**Information shown**.
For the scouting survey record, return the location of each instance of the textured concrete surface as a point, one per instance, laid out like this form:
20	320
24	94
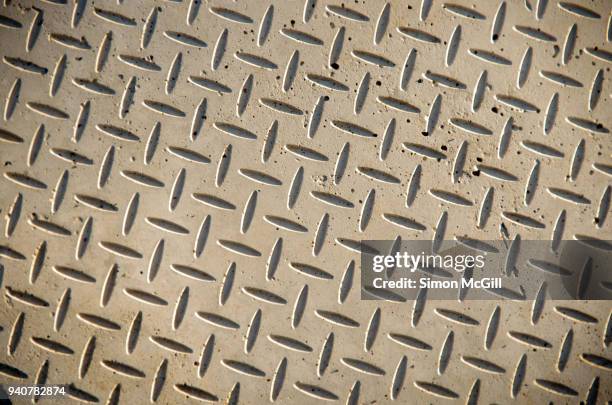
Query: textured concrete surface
185	184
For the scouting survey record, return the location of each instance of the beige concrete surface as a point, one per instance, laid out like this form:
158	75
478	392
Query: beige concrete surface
184	185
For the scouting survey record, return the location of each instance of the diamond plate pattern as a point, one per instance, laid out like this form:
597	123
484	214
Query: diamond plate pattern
185	186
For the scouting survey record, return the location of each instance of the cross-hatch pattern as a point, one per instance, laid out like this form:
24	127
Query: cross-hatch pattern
185	186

**Task directions**.
Output nothing but the lines from the one with "Query: beige concrete surface" through the last line above, each exactly as it stands.

**Result**.
Query: beige concrete surface
184	185
For the scouting survey record, return the location of each instance of the diamond plate pattern as a point, one per instance, laid out like this form:
597	123
484	214
Query: diamond plate pattern
185	186
For the scouting survey record, return the location of each instance of the cross-hatch pattern as a point, one per instance, laid out like this form:
24	127
Query: cross-hatch pattern
185	186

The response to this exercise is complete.